(Items from a point labeling set)
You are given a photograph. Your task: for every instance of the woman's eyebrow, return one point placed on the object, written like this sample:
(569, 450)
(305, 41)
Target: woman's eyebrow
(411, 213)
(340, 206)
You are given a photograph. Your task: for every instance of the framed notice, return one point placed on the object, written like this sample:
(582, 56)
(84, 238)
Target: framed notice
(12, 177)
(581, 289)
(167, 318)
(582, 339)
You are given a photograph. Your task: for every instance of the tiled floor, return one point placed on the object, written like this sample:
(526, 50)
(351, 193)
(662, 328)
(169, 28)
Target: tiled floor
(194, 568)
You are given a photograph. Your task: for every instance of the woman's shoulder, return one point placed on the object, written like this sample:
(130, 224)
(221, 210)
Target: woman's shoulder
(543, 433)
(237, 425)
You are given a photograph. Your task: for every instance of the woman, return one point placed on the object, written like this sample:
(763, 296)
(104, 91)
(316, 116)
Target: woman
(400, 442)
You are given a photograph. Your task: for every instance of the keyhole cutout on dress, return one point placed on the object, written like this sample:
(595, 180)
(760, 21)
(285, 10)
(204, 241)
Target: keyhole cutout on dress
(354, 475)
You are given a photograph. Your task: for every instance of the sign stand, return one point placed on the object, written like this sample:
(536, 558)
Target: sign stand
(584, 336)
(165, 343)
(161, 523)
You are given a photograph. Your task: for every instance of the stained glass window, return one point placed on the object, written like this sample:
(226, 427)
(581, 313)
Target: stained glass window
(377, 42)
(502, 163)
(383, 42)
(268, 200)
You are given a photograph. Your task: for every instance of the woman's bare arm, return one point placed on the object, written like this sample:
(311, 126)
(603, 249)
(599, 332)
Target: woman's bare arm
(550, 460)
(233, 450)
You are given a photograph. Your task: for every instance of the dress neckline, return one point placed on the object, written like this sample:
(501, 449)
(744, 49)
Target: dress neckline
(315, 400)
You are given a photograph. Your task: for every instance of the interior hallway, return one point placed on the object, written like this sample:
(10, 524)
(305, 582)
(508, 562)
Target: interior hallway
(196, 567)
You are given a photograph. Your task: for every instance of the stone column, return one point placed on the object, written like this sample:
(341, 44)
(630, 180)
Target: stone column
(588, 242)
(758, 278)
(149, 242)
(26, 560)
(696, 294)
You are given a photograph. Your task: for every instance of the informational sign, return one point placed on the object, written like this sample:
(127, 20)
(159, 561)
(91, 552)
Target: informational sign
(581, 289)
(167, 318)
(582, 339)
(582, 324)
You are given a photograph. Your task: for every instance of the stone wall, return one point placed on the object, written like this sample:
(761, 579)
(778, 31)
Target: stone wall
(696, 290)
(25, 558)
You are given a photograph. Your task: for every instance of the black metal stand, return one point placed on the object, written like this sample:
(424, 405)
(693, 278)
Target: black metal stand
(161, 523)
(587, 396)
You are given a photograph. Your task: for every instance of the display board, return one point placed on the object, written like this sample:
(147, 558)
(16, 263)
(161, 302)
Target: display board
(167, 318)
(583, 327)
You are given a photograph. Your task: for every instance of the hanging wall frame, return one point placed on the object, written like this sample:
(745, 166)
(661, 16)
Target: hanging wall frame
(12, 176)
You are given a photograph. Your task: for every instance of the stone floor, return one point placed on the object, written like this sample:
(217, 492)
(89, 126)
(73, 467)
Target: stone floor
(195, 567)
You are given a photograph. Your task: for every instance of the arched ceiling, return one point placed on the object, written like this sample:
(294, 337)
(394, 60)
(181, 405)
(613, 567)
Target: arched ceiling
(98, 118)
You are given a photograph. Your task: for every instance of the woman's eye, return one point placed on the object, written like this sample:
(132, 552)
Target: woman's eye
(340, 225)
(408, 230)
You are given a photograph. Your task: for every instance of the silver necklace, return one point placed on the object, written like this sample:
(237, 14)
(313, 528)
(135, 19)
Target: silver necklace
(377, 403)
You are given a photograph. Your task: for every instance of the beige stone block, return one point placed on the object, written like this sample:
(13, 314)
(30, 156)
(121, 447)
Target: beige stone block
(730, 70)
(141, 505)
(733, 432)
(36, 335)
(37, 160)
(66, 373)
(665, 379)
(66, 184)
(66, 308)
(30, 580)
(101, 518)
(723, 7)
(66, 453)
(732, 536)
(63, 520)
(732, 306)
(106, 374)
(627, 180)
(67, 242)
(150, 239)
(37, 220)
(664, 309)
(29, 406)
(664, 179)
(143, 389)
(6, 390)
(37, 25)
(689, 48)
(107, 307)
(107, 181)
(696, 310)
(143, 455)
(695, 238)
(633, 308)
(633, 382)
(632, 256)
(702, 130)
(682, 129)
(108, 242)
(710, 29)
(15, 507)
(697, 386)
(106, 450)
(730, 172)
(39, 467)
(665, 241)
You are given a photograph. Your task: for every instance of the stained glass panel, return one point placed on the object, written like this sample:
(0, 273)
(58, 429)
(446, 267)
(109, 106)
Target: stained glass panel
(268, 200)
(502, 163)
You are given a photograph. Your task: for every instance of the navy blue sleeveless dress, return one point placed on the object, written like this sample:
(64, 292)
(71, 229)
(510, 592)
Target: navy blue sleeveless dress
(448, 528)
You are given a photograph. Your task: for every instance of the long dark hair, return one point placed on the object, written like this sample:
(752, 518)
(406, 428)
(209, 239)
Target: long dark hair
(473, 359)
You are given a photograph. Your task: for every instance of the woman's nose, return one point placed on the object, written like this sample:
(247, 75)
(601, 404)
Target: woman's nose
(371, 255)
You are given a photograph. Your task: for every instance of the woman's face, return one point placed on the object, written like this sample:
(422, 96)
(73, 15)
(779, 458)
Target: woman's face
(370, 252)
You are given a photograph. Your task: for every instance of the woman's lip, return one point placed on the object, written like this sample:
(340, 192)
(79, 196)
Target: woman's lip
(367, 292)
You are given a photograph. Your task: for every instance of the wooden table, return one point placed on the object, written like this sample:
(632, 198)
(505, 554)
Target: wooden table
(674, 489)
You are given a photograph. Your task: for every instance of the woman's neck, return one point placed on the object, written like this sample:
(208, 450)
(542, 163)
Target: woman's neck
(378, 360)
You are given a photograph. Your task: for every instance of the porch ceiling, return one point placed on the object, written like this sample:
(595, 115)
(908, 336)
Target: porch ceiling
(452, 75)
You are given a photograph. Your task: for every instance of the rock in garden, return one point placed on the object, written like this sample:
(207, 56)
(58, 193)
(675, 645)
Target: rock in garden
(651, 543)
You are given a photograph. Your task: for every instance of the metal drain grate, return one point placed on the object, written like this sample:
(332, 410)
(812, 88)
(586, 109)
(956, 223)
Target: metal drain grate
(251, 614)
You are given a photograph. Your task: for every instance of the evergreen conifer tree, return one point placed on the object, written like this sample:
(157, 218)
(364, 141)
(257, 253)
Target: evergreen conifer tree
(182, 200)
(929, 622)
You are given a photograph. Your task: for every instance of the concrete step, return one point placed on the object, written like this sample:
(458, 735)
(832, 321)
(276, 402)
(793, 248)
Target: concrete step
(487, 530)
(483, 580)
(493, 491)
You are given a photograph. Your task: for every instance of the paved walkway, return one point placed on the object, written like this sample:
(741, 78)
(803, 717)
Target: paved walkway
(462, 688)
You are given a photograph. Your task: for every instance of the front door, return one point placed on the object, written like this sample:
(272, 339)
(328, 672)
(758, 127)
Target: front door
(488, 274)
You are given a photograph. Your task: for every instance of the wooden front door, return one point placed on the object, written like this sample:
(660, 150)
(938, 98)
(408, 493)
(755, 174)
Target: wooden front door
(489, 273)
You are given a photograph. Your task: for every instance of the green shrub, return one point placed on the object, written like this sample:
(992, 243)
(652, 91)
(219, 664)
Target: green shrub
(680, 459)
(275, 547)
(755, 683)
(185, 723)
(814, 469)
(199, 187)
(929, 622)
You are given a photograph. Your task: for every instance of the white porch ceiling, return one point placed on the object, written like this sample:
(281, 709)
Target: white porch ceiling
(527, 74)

(REQUIRED TASK): Copy out, word for word, the lines above from the line containing "the wooden front" through the end of the items.

(OUTPUT OF THE EXERCISE):
You are given a photograph. Your task: for every instance of the wooden front door, return one point placed on the object, written like this sample:
(660, 150)
(938, 98)
(408, 493)
(755, 174)
Target: wooden front door
(489, 273)
You are given a photograph. Your task: for every instance of the green shrub, return one point placed on the object, written like this sample:
(992, 243)
(652, 91)
(219, 664)
Target: green shrub
(680, 459)
(275, 547)
(755, 683)
(185, 723)
(814, 469)
(199, 187)
(929, 622)
You are given a photograph. Your task: for every instance of the white porch ceiling, return one point placed on the object, written like this sample:
(281, 709)
Target: white porch ceiling
(527, 74)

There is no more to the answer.